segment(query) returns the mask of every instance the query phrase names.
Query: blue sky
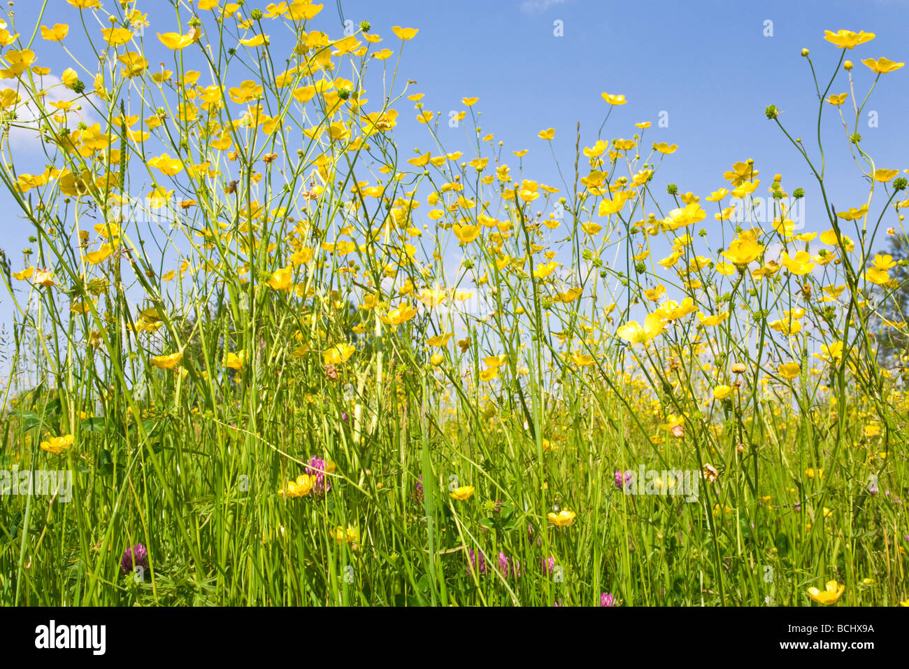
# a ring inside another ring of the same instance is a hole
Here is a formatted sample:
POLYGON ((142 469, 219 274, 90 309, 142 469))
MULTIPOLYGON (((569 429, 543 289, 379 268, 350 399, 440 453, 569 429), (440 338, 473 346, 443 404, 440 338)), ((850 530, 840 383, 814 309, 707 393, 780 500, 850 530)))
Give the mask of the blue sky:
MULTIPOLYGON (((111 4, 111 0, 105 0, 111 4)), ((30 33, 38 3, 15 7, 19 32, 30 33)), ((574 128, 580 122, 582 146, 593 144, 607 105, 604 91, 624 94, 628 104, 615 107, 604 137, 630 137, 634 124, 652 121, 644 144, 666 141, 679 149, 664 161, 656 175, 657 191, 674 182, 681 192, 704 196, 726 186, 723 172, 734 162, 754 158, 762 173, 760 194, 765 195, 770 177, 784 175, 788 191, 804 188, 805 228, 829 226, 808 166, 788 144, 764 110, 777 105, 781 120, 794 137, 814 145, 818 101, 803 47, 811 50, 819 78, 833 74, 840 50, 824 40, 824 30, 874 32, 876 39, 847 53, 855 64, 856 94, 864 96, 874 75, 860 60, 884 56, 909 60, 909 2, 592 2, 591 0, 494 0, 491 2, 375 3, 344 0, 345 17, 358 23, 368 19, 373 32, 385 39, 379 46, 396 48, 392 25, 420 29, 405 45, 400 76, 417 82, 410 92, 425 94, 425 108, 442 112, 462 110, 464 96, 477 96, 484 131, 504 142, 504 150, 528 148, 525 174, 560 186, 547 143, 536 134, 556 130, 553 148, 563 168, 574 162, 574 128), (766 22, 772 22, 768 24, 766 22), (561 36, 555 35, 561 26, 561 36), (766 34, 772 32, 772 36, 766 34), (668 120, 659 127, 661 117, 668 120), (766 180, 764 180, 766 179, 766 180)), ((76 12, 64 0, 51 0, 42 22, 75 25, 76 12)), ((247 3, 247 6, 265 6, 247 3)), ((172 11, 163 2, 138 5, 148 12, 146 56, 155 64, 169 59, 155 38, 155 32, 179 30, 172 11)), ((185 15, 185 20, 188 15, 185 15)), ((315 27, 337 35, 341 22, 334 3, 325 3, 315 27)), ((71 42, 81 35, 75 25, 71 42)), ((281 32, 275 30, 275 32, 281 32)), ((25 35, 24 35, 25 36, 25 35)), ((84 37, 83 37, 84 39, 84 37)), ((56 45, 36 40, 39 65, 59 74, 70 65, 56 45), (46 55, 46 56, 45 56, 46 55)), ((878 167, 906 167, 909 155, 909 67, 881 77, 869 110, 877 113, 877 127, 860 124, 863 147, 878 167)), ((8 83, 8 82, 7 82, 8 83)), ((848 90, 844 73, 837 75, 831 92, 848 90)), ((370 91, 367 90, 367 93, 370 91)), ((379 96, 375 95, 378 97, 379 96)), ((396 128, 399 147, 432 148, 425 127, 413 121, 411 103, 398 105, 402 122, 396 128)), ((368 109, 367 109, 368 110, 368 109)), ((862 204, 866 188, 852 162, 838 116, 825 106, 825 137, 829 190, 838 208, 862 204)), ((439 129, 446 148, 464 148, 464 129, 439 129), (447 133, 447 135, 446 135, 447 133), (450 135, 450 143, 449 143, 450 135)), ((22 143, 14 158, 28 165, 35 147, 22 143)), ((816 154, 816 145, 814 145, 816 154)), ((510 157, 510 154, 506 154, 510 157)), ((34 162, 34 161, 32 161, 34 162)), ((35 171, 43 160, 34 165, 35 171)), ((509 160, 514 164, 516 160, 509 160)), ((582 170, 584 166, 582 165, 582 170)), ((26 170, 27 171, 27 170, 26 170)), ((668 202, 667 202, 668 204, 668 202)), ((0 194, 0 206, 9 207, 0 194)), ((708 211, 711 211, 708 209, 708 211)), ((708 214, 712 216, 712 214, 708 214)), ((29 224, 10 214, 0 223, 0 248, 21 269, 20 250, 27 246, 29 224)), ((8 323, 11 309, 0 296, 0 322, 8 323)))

══════════════════════════════

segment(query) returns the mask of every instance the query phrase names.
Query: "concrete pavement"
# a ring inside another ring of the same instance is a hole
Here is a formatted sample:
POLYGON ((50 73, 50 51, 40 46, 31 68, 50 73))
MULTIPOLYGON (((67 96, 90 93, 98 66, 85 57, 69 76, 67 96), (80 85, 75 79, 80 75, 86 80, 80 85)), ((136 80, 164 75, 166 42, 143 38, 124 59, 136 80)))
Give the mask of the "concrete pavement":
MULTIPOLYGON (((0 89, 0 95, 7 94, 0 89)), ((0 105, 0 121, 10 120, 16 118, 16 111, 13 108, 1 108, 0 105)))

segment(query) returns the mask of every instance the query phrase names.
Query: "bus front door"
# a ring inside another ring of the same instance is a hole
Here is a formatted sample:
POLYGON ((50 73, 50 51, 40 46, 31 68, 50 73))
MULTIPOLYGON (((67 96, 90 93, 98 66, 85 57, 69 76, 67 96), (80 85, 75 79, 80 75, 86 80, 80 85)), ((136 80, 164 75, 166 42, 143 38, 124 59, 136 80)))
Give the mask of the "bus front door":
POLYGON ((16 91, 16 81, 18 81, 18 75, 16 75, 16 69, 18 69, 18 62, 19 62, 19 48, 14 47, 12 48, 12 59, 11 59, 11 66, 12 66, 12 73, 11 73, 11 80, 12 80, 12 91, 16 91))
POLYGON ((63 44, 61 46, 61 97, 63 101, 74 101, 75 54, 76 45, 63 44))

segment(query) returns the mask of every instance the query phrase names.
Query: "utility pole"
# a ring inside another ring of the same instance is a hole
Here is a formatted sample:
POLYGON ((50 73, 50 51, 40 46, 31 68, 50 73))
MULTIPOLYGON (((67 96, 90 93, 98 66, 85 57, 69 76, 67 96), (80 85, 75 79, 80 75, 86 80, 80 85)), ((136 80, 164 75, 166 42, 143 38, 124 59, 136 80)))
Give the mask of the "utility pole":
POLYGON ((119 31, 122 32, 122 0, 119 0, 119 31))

══════════════════════════════

Collect and copy out every line in the listing above that contains the word "Give". Case counts.

● Solution to the exercise:
Give the mask of the blue sky:
Give the mask of the "concrete pavement":
Give the mask of the "bus front door":
Give the mask of the "utility pole":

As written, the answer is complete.